DATA SHOWN:
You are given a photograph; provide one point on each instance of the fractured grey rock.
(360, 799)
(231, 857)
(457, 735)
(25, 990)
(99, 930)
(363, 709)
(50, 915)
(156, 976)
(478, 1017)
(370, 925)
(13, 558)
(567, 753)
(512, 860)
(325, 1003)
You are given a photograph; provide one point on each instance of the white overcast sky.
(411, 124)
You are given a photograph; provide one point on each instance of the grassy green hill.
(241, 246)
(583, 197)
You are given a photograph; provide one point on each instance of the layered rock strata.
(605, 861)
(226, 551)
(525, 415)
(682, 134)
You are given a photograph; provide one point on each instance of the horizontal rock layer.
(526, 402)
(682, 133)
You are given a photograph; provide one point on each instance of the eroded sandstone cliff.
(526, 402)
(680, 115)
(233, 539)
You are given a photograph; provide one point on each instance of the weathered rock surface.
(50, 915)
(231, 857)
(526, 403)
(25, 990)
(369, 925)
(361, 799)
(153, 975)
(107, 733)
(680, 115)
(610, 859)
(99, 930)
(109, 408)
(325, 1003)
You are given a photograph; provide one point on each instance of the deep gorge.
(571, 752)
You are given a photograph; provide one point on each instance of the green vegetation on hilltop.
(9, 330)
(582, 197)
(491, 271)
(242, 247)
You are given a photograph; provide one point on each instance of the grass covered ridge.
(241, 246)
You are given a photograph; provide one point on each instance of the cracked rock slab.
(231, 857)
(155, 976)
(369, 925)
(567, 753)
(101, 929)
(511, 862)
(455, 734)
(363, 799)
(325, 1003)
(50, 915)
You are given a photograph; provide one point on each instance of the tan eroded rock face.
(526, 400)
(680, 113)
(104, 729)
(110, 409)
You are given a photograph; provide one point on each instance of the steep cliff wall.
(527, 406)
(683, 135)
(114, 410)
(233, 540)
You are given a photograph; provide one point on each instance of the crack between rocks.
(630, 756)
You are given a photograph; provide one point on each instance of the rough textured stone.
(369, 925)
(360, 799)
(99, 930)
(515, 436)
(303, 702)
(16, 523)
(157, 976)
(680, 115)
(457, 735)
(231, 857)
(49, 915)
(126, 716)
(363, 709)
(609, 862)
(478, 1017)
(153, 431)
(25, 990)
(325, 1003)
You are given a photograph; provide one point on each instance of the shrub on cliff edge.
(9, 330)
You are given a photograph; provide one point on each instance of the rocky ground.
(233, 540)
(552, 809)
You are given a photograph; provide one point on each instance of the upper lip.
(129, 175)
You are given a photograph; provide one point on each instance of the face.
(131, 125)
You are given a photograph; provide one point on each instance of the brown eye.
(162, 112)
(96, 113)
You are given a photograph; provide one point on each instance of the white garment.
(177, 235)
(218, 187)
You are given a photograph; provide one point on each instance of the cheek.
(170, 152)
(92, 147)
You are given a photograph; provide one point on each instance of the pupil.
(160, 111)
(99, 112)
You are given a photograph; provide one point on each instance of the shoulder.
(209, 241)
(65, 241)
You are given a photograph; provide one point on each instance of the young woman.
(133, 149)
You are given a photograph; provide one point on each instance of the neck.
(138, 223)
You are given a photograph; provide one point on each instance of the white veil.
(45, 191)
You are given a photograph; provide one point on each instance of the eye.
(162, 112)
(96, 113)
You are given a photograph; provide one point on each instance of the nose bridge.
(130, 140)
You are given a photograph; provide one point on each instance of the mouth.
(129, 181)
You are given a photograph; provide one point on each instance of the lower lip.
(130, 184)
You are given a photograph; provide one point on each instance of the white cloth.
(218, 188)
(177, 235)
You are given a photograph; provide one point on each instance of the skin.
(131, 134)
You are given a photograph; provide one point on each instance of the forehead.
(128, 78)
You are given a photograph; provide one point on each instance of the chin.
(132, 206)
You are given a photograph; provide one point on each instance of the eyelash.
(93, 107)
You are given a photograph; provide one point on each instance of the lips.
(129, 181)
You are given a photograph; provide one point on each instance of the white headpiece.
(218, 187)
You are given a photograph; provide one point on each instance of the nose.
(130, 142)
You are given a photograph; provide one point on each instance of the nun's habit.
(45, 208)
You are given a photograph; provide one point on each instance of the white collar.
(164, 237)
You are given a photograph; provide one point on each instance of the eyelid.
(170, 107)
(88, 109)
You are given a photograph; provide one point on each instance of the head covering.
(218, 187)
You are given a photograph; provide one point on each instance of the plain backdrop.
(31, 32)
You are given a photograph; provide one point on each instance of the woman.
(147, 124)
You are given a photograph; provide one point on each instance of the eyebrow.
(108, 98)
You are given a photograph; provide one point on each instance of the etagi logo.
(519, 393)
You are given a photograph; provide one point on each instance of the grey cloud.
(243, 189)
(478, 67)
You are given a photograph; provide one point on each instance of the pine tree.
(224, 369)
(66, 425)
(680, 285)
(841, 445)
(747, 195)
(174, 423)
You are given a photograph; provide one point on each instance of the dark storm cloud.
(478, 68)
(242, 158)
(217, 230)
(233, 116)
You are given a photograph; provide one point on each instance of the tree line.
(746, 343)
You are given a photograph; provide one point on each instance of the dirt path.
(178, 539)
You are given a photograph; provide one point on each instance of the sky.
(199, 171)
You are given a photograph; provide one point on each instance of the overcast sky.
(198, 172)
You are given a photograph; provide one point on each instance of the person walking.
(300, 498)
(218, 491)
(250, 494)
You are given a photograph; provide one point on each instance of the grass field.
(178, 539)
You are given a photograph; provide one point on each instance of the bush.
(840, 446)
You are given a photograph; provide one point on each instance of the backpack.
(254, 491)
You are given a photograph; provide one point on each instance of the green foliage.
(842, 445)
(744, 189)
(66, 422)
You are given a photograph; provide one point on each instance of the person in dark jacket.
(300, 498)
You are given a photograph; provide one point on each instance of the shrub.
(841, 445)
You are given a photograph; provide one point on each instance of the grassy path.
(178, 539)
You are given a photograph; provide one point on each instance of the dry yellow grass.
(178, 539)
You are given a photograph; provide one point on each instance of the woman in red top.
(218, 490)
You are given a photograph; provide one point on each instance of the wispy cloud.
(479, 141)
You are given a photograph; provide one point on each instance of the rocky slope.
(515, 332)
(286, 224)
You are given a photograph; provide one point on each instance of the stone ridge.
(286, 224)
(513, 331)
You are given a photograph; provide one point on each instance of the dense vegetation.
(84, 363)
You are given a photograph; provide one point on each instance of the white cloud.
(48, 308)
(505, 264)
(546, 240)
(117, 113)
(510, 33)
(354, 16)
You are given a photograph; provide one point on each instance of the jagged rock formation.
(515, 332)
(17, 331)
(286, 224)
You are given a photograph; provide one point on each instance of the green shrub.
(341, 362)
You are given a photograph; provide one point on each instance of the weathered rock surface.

TASK BRIEF:
Repeat all of the records above, keeping every line as it appears.

TASK RESPONSE:
You are given a photograph; provide one point on each instance of the fractured grey rock.
(360, 799)
(231, 857)
(457, 735)
(25, 990)
(99, 930)
(363, 709)
(50, 915)
(156, 976)
(478, 1017)
(370, 925)
(13, 558)
(567, 753)
(512, 860)
(325, 1003)
You are given a photograph; provide one point on each instance of the white overcast sky.
(411, 124)
You are given a photograph; provide one point on each instance of the grassy green hill.
(241, 246)
(583, 197)
You are given a photograph; provide one point on each instance of the layered rock strata.
(605, 861)
(226, 551)
(525, 415)
(682, 134)
You are given a photograph; provide one point on each instance of the horizontal rock layer.
(526, 402)
(682, 133)
You are given a photograph; provide one point on each instance of the eroded sandstone cliff.
(526, 402)
(680, 115)
(233, 539)
You are given a photograph; provide one point on each instance of the weathered rock surface.
(50, 915)
(231, 857)
(526, 403)
(25, 990)
(369, 925)
(361, 799)
(153, 975)
(107, 733)
(680, 115)
(610, 859)
(99, 930)
(109, 408)
(325, 1003)
You are given a photograph; provide one point on each instance of the deep gorge.
(571, 752)
You are given a photograph; provide one point on each instance of the green vegetation on hilltop.
(9, 330)
(582, 197)
(491, 271)
(242, 247)
You are given a photograph; provide one point on each instance of the grass covered ridge.
(241, 246)
You are given a photograph; provide one point on each instance of the cracked rock slab.
(231, 857)
(155, 976)
(369, 925)
(567, 753)
(101, 929)
(511, 862)
(455, 734)
(363, 799)
(325, 1003)
(50, 915)
You are given a photograph; provide one point on each instance of the tan eroded rock face.
(526, 400)
(680, 113)
(104, 729)
(110, 409)
You are given a photograph; provide one point on each instance of the steep cliff wall.
(527, 406)
(683, 135)
(114, 410)
(233, 540)
You are given a photograph; provide one point on each instance of the crack between rocks.
(630, 756)
You are given a photograph; provide one point on each instance of the rough textured stone.
(369, 925)
(360, 799)
(99, 930)
(515, 436)
(303, 702)
(16, 523)
(157, 976)
(680, 115)
(457, 735)
(231, 857)
(49, 915)
(126, 716)
(363, 709)
(609, 862)
(478, 1017)
(153, 431)
(25, 990)
(325, 1003)
You are given a photograph; provide one point on each instance of the shrub on cliff edge.
(9, 330)
You are given a photograph; provide one point on each instance of the rocky ground.
(233, 540)
(552, 809)
You are given a photograph; provide one point on each instance of the upper lip.
(129, 175)
You are given a photograph; provide one point on each instance of the face.
(131, 125)
You are given a photograph; provide one point on each instance of the brown eye.
(162, 112)
(96, 113)
You are given a photograph; provide one point on each instance of the white garment.
(177, 235)
(218, 187)
You are given a photograph; provide one point on each instance of the cheek.
(170, 152)
(92, 147)
You are given a photograph; provide one point on each instance of the pupil.
(160, 111)
(99, 112)
You are given a photograph; provide one point on each instance of the shoulder.
(209, 241)
(65, 241)
You are given a photograph; provide one point on each instance of the young woman.
(133, 149)
You are given a photograph; provide one point on each instance of the neck.
(138, 223)
You are given a photograph; provide one point on each instance of the white veil.
(45, 191)
You are given a photograph; provide one point on each instance of the eye.
(162, 112)
(96, 113)
You are given a photograph; provide one point on each instance of the nose bridge.
(130, 140)
You are given a photograph; provide one point on each instance of the mouth.
(129, 181)
You are given a photograph; provide one point on each instance of the lower lip.
(130, 184)
You are given a photograph; provide one point on each instance of the white cloth.
(218, 188)
(177, 235)
You are given a photograph; provide one point on each instance of the skin.
(131, 134)
You are given a photograph; provide one point on each instance of the forehead.
(128, 78)
You are given a photograph; provide one point on each instance of the chin.
(132, 206)
You are given a photograph; provide one point on each instance of the eyelash.
(93, 107)
You are given a photograph; provide one point on each instance of the lips.
(129, 181)
You are given a photograph; provide one point on each instance of the white headpiece.
(218, 187)
You are given a photograph; provide one point on each instance of the nose.
(130, 142)
You are given a photograph; provide one point on each instance of the nun's habit.
(45, 208)
You are given a photograph; provide one point on each instance of the white collar.
(164, 237)
You are given a photograph; provide one point on each instance of the eyelid.
(170, 107)
(88, 109)
You are given a photograph; provide one point on each instance of the head covering.
(218, 187)
You are given a photograph; provide one point on each instance of the plain backdrop.
(31, 32)
You are given a photograph; provide one point on each instance of the woman.
(147, 124)
You are given a photograph; provide one point on each instance of the eyebrow.
(108, 98)
You are given a photograph; provide one point on each instance of the etagi logo.
(519, 393)
You are given a photograph; provide one point on each instance of the grey cloud.
(243, 189)
(478, 67)
You are given a photograph; provide one point on each instance of the pine tree.
(224, 369)
(66, 425)
(680, 285)
(841, 445)
(747, 195)
(174, 423)
You are given a photograph; provide one point on each instance of the dark storm cloud.
(478, 68)
(242, 158)
(217, 230)
(233, 116)
You are given a photograph; provide one point on each instance of the tree line.
(746, 343)
You are given a photograph; provide one point on each instance of the dirt path.
(178, 539)
You are given a photograph; provide one point on each instance of the sky.
(199, 171)
You are given a photograph; provide one point on each instance of the overcast sky.
(198, 172)
You are given a photograph; provide one point on each instance of the person walking.
(300, 498)
(218, 491)
(250, 494)
You are given a photograph; provide one point on each instance of the grass field.
(178, 539)
You are given a photograph; provide one point on each instance of the bush.
(840, 446)
You are given a photograph; provide one point on each instance of the backpack.
(254, 491)
You are given a photograph; provide one point on each instance of the green foliage.
(842, 445)
(744, 189)
(66, 422)
You are given a photograph; provide one point on each instance of the person in dark jacket.
(300, 498)
You are given a photograph; provide one point on each instance of the shrub.
(841, 445)
You are given a photograph; provide one point on each instance of the grassy path.
(178, 539)
You are given a photograph; provide one point on each instance of the dry yellow grass.
(178, 539)
You are given a photograph; provide one point on each instance of the woman in red top.
(218, 490)
You are given a photograph; provide one point on each instance of the wispy cloud.
(479, 141)
You are given a photograph; provide one point on each instance of the rocky slope.
(515, 332)
(286, 224)
You are given a photograph; provide one point on each instance of the stone ridge.
(286, 224)
(513, 331)
You are given a photograph; provide one point on each instance of the dense vegetation.
(84, 363)
You are given a photograph; provide one point on each instance of the white cloud.
(48, 308)
(505, 264)
(546, 240)
(117, 113)
(510, 33)
(354, 16)
You are given a photograph; provide one point on each instance of the jagged rock formation.
(515, 332)
(17, 331)
(286, 224)
You are given a photograph; provide one point on each instance of the green shrub.
(341, 362)
You are given a photograph; provide one point on each instance of the weathered rock surface.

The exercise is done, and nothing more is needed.